## [DIRECTIONS FOR THIS TASK]
Please turn the material below into a Markdown table with the columns Row and Line, giving each line a row number and leaving out blank lines. Cover only the stretch starting at the line that contains "Task: locate the brown recliner" and ending at the line that contains "pixel 195 134".

(Pointing dataset records)
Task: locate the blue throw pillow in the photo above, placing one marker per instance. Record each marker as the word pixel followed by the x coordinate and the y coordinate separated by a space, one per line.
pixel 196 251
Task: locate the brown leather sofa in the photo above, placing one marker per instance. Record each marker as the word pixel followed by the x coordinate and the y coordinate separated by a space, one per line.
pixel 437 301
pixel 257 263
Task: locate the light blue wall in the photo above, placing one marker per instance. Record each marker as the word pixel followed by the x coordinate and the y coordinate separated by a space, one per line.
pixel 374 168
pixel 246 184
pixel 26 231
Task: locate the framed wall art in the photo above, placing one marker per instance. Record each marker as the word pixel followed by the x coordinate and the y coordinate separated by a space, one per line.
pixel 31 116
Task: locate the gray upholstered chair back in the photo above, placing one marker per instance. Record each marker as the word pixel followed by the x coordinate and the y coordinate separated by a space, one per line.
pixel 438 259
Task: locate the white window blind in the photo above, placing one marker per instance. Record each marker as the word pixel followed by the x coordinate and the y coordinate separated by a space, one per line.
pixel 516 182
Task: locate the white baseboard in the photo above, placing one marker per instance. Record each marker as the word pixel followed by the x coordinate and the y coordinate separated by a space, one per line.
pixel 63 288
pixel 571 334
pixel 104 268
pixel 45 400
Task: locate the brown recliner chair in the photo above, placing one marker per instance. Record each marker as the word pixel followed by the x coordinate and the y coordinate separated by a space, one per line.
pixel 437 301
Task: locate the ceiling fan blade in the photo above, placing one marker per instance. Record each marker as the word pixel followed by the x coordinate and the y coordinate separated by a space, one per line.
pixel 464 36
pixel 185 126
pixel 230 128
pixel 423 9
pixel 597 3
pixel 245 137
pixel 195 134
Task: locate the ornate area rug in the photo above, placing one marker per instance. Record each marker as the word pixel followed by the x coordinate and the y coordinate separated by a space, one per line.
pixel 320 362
---
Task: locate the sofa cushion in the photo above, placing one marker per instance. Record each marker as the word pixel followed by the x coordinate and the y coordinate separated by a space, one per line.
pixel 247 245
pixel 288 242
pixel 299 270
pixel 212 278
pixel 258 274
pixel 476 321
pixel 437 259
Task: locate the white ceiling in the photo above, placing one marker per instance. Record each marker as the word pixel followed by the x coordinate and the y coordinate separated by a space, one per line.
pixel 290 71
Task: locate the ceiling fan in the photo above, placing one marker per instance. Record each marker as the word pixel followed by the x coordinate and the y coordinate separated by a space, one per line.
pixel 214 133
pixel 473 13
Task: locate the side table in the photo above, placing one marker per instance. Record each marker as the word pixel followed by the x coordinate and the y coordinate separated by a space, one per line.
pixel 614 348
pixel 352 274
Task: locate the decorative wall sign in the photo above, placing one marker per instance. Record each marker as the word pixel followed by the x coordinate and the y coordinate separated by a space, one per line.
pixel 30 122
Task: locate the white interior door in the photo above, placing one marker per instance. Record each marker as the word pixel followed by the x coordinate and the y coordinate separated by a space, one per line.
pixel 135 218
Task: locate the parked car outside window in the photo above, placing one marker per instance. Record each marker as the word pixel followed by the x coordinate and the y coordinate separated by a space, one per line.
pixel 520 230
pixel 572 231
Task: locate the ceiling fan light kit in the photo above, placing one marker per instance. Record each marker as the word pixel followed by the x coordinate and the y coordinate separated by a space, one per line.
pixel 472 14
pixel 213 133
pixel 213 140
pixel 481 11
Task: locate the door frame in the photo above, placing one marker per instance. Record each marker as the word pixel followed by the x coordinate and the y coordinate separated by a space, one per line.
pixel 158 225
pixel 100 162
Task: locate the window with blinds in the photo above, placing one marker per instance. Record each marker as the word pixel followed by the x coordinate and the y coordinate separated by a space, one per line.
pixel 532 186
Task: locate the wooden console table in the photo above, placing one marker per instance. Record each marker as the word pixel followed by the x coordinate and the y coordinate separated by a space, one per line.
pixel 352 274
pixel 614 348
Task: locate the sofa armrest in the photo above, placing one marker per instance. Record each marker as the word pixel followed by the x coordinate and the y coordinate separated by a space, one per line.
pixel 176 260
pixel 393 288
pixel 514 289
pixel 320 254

## [FULL OUTPUT]
| Row | Line |
|---|---|
| 1 | Task: locate the brown recliner chair in the photo above, placing one marker per instance. Record each marker as the word pixel followed by the x coordinate and the y coordinate separated by a space, one per line. |
| 2 | pixel 437 301 |
| 3 | Task: locate the ceiling fan blade in the photo above, placing one marker per instance. Record each marker as the word pixel followed by the x coordinate and the y coordinate separated by a space, one per line. |
| 4 | pixel 464 36 |
| 5 | pixel 185 126 |
| 6 | pixel 230 128 |
| 7 | pixel 423 9 |
| 8 | pixel 597 3 |
| 9 | pixel 245 137 |
| 10 | pixel 195 134 |